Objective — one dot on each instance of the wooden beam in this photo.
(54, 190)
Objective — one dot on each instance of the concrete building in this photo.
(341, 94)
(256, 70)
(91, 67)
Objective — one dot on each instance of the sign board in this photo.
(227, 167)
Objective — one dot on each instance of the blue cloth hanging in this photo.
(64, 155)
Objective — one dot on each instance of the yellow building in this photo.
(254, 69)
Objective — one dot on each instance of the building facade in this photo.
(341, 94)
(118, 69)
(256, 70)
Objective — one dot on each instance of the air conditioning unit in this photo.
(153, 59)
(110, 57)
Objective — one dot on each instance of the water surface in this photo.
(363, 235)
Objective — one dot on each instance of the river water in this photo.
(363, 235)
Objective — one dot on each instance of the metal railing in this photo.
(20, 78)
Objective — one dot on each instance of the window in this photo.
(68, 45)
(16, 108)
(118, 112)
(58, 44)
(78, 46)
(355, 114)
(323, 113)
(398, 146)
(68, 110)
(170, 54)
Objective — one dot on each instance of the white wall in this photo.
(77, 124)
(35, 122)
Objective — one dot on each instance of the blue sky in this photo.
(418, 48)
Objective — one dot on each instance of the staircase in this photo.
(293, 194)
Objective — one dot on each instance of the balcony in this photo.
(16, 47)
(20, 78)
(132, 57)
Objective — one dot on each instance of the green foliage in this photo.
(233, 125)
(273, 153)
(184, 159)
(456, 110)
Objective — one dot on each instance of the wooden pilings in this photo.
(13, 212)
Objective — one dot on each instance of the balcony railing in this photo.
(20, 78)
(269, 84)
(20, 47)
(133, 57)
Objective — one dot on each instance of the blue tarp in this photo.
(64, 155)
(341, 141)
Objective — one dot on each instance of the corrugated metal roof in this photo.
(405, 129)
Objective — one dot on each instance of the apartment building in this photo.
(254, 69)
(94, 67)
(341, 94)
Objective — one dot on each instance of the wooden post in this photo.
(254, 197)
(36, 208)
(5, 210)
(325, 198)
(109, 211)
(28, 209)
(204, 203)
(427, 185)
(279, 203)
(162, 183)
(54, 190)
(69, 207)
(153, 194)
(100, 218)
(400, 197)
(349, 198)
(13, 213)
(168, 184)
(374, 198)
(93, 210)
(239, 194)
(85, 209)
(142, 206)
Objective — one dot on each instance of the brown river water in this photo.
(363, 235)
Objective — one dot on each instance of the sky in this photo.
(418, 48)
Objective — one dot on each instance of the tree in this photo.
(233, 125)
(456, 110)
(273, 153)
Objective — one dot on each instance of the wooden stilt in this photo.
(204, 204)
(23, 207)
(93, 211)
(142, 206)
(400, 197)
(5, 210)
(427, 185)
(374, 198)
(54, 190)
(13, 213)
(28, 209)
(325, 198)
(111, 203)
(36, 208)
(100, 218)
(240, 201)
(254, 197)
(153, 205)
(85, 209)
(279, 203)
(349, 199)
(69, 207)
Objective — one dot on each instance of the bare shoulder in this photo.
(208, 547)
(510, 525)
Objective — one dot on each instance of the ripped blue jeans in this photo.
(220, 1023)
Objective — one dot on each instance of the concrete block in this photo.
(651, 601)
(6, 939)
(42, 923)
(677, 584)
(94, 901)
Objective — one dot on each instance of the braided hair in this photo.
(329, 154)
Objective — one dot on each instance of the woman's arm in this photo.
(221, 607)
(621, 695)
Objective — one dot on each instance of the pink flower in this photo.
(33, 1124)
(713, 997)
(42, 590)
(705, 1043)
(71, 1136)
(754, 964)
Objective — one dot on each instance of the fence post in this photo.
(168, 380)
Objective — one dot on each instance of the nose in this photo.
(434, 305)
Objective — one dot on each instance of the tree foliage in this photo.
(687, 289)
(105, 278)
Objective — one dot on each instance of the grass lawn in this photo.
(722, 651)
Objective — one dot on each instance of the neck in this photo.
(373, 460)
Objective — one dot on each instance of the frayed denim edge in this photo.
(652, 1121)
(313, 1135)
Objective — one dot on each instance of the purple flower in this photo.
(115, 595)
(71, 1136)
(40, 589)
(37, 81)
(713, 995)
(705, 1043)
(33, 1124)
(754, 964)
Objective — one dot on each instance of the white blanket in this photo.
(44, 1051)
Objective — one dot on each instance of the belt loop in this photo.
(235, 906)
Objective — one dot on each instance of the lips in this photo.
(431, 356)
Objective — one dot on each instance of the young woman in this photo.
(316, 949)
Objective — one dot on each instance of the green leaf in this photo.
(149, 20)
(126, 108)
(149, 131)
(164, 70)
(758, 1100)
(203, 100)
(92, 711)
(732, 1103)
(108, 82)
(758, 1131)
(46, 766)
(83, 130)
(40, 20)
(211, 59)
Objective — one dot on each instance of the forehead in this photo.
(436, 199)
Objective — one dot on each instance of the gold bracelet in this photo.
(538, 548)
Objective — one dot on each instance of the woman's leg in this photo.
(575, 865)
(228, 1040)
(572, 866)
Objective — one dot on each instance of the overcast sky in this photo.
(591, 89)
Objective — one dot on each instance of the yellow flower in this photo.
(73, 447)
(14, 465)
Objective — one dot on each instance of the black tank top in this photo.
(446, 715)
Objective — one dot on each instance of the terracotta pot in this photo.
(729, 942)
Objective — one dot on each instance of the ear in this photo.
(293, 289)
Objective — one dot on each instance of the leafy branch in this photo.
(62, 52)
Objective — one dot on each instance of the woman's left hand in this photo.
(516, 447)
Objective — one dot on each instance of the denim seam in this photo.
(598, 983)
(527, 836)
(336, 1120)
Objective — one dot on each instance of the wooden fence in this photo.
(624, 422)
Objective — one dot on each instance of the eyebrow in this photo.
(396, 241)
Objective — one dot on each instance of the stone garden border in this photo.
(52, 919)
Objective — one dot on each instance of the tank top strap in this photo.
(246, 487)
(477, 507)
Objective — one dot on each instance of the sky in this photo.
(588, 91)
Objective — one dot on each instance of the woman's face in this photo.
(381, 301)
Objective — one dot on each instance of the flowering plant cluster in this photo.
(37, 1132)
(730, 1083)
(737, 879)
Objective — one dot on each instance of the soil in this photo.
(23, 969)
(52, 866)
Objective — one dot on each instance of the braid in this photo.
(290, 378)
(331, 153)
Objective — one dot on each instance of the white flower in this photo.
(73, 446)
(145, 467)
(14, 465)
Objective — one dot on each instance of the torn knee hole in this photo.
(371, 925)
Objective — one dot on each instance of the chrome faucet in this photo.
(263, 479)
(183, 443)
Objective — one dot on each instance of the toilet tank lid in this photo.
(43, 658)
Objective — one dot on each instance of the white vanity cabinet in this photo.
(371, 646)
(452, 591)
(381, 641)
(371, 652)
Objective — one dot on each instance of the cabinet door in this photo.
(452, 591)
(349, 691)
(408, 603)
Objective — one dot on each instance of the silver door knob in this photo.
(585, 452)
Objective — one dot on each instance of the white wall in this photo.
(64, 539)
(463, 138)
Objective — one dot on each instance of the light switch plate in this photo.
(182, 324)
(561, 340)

----------

- **EXERCISE REQUIREMENTS**: Write down all the entries again without a single difference.

- **EXERCISE RESULT**:
Objective — one dot on each instance of the wooden beam in this photo.
(54, 190)
Objective — one dot on each instance of the concrete building in this photo.
(341, 94)
(256, 70)
(91, 67)
Objective — one dot on each instance of the sign board in this photo.
(227, 167)
Objective — one dot on each instance of the blue cloth hanging in this photo.
(64, 155)
Objective — one dot on each instance of the yellow building in this photo.
(254, 69)
Objective — one dot on each instance of the building facade in this photo.
(341, 94)
(118, 69)
(256, 70)
Objective — one dot on each instance of the air conditioning unit in this photo.
(153, 59)
(110, 57)
Objective — one dot on each instance of the water surface in this photo.
(363, 235)
Objective — one dot on each instance of the river water in this photo.
(363, 235)
Objective — one dot on each instance of the metal railing in this photo.
(20, 78)
Objective — one dot on each instance of the window in this photo.
(68, 45)
(16, 108)
(118, 112)
(58, 44)
(78, 46)
(355, 114)
(323, 113)
(398, 146)
(68, 110)
(170, 54)
Objective — one dot on each instance of the white wall in this photo.
(77, 124)
(35, 122)
Objective — one dot on each instance of the blue sky in this photo.
(418, 48)
Objective — one dot on each instance of the staircase in this photo.
(293, 194)
Objective — one dot on each instance of the balcony in this photo.
(16, 47)
(20, 78)
(132, 57)
Objective — one dot on each instance of the green foliage in this photo.
(233, 125)
(273, 153)
(184, 159)
(456, 110)
Objective — one dot on each instance of the wooden pilings in this photo.
(13, 212)
Objective — one dot on each instance of the balcony railing in this photo.
(20, 78)
(269, 84)
(20, 47)
(133, 57)
Objective — one dot on each instance of the blue tarp in this photo.
(64, 155)
(341, 141)
Objective — one dot on each instance of the corrugated metal roof in this photo.
(405, 129)
Objective — one dot on each instance of the apartment building in this photo.
(254, 69)
(94, 67)
(341, 94)
Objective — one dot on each instance of the wooden post in this photo.
(254, 197)
(36, 208)
(5, 210)
(325, 198)
(109, 211)
(28, 209)
(204, 203)
(427, 185)
(279, 203)
(162, 183)
(54, 190)
(69, 207)
(153, 194)
(100, 218)
(400, 197)
(349, 198)
(13, 213)
(168, 184)
(374, 198)
(93, 210)
(239, 194)
(85, 209)
(142, 206)
Objective — one dot on each instance of the brown river water in this photo.
(363, 235)
Objective — one dot on each instance of the sky in this photo.
(418, 48)
Objective — one dot on each instance of the tree in this photo.
(233, 125)
(456, 110)
(273, 153)
Objective — one dot on each instance of the wooden stilt in this photo.
(204, 204)
(23, 207)
(93, 211)
(142, 206)
(400, 197)
(5, 210)
(427, 185)
(374, 198)
(54, 190)
(13, 213)
(28, 209)
(325, 198)
(111, 203)
(36, 208)
(100, 218)
(240, 201)
(254, 197)
(153, 205)
(85, 209)
(279, 203)
(349, 199)
(69, 207)
Objective — one dot on each instance of the bare shoulder in this photo.
(208, 547)
(510, 525)
Objective — one dot on each instance of the ripped blue jeans in this photo.
(220, 1023)
Objective — one dot on each instance of the concrete block in this photo.
(651, 601)
(6, 939)
(42, 923)
(677, 584)
(94, 901)
Objective — one dot on each instance of the braided hair in this photo.
(329, 154)
Objective — one dot on each instance of the woman's arm in this photo.
(221, 607)
(621, 695)
Objective — one dot on each instance of the pink flower in this photo.
(33, 1124)
(713, 997)
(42, 590)
(705, 1043)
(71, 1136)
(754, 964)
Objective — one dot on each instance of the fence post in this photo.
(168, 380)
Objective — one dot on each instance of the nose in this photo.
(434, 305)
Objective — one dot on each instance of the tree foliage in this photo.
(687, 289)
(105, 278)
Objective — one dot on each instance of the grass lawn in this photo.
(722, 651)
Objective — one dot on each instance of the neck in this photo.
(373, 460)
Objective — one dot on each instance of the frayed denim edge in this photo.
(652, 1121)
(313, 1135)
Objective — one dot on each instance of the purple flower in this photo.
(115, 595)
(71, 1136)
(40, 589)
(37, 81)
(713, 995)
(705, 1043)
(33, 1124)
(754, 964)
Objective — one dot on each instance of the white blanket in this photo.
(44, 1051)
Objective — one dot on each instance of the belt loop in this photo.
(235, 906)
Objective — one dot on each instance of the lips in this photo.
(431, 356)
Objective — one dot on each instance of the young woman in this photo.
(316, 949)
Objective — one dot on each instance of the green leaf in this photo.
(149, 20)
(126, 108)
(149, 131)
(164, 70)
(758, 1100)
(203, 100)
(92, 711)
(732, 1103)
(108, 82)
(758, 1131)
(46, 766)
(83, 130)
(40, 20)
(211, 59)
Objective — one dot on each instance of the forehead in this photo.
(436, 199)
Objective — one dot on each instance of the gold bracelet in this photo.
(538, 548)
Objective — one dot on each instance of the woman's leg in this photo.
(575, 865)
(228, 1040)
(572, 866)
Objective — one dot on each instance of the overcast sky in this photo.
(591, 89)
Objective — one dot on each instance of the yellow flower in this photo.
(73, 447)
(14, 465)
Objective — one dot on each instance of the black tank top in this photo.
(446, 715)
Objective — one dot on each instance of the terracotta pot in this photo.
(729, 942)
Objective — one dot on each instance of the ear in this photo.
(293, 289)
Objective — one dot on each instance of the leafy branch in this photo.
(62, 52)
Objective — one dot on each instance of the woman's left hand in this photo.
(516, 447)
Objective — one dot on each instance of the denim seam in this photo.
(598, 983)
(527, 836)
(336, 1120)
Objective — one dot on each instance of the wooden fence in this photo.
(624, 422)
Objective — one dot on each instance of the eyebrow in this photo.
(396, 241)
Objective — one dot on each instance of the stone garden border in this photo.
(52, 919)
Objective — one dot on each instance of the tank top strap in this photo.
(246, 487)
(477, 507)
Objective — one dot on each instance of the sky in this photo.
(588, 91)
Objective — one dot on each instance of the woman's face in this photo.
(381, 301)
Objective — one dot on each instance of the flowering plant cluster in this photo.
(37, 1132)
(730, 1083)
(737, 879)
Objective — one dot on each instance of the soil in this photo.
(23, 969)
(52, 866)
Objective — one dot on each instance of the braid in this photo.
(290, 378)
(331, 153)
Objective — one dot on each instance of the white flower in this photo.
(73, 446)
(145, 467)
(14, 465)
Objective — one dot on each instance of the torn knee hole in this photo.
(371, 925)
Objective — one dot on each instance of the chrome faucet in this photo.
(263, 479)
(183, 443)
Objective — one dot on each instance of the toilet tank lid in this photo.
(43, 658)
Objective — one dot on each instance of the white vanity cabinet in this photo.
(371, 646)
(452, 591)
(381, 641)
(371, 652)
Objective — one dot on each instance of the cabinet door in this photo.
(452, 591)
(349, 691)
(408, 603)
Objective — one dot on each instance of the silver door knob in this photo.
(585, 452)
Objective — one dot on each instance of the white wall in this photo.
(64, 539)
(463, 138)
Objective — one dot on each instance of the light switch plate in this photo.
(182, 324)
(561, 340)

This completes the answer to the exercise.